» **TASK OBJECTIVE**: From the listing below, copy every line that contains the word "gray", and match its case exactly.

» **DATA SUPPLIED**:
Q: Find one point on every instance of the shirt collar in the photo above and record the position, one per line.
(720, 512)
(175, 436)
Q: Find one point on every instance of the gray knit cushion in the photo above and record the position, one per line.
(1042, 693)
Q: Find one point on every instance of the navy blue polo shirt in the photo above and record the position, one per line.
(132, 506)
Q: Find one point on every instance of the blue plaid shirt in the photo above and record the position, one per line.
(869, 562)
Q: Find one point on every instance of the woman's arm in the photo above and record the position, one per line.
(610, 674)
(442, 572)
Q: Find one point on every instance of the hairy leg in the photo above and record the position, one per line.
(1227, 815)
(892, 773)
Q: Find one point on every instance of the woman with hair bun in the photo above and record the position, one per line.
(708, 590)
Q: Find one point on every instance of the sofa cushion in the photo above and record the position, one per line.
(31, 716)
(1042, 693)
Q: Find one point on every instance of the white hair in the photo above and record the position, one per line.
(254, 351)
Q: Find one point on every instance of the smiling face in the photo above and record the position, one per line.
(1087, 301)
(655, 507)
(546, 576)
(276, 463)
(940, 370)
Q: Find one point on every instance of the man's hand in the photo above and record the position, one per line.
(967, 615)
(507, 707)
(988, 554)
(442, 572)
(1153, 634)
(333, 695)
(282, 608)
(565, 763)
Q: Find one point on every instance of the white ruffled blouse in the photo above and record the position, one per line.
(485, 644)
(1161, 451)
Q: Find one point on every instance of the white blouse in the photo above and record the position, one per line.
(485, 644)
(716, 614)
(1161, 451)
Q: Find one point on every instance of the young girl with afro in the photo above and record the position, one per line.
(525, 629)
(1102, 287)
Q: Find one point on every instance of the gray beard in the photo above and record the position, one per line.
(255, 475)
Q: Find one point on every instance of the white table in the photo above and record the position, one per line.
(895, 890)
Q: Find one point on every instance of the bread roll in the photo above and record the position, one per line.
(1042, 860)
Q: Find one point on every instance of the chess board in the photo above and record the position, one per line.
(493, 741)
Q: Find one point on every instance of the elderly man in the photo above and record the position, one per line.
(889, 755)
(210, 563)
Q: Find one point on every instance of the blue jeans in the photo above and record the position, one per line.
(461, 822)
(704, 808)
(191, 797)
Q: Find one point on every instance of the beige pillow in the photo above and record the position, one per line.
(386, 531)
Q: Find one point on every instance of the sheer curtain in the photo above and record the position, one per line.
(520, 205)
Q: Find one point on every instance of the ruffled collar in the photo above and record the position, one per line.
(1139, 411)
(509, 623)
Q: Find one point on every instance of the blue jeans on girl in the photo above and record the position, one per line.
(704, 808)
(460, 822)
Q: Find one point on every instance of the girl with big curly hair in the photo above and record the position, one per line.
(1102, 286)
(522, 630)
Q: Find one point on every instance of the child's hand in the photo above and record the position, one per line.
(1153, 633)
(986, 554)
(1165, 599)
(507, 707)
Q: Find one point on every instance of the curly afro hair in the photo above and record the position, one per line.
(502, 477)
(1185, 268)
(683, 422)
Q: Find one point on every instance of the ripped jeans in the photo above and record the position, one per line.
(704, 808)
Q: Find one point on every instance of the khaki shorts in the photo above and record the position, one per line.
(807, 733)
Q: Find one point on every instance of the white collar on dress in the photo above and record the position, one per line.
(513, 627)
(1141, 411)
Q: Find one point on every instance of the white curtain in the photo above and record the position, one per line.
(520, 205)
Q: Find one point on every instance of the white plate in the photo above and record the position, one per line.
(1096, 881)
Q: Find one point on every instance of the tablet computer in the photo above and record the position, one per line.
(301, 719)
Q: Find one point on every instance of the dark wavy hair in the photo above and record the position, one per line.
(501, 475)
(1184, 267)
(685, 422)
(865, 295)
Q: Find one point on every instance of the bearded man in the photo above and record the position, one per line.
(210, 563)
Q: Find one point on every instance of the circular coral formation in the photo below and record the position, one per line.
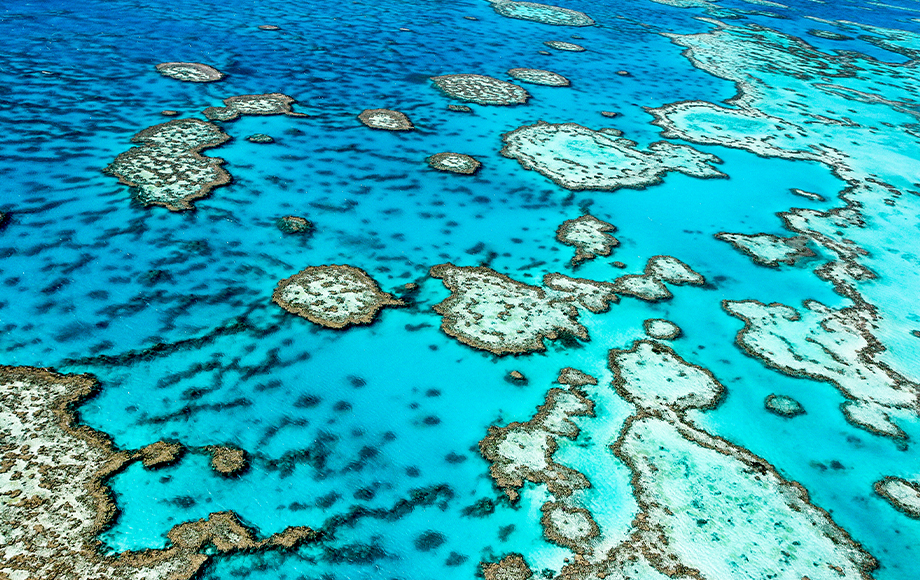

» **PROBLEM SOLUTION**:
Q: Find one point on every instance of the gray knit cushion in the photo above and record the position, one per line.
Q: Find one point on every instance of the gray beard in the photo above and record the position, one per line.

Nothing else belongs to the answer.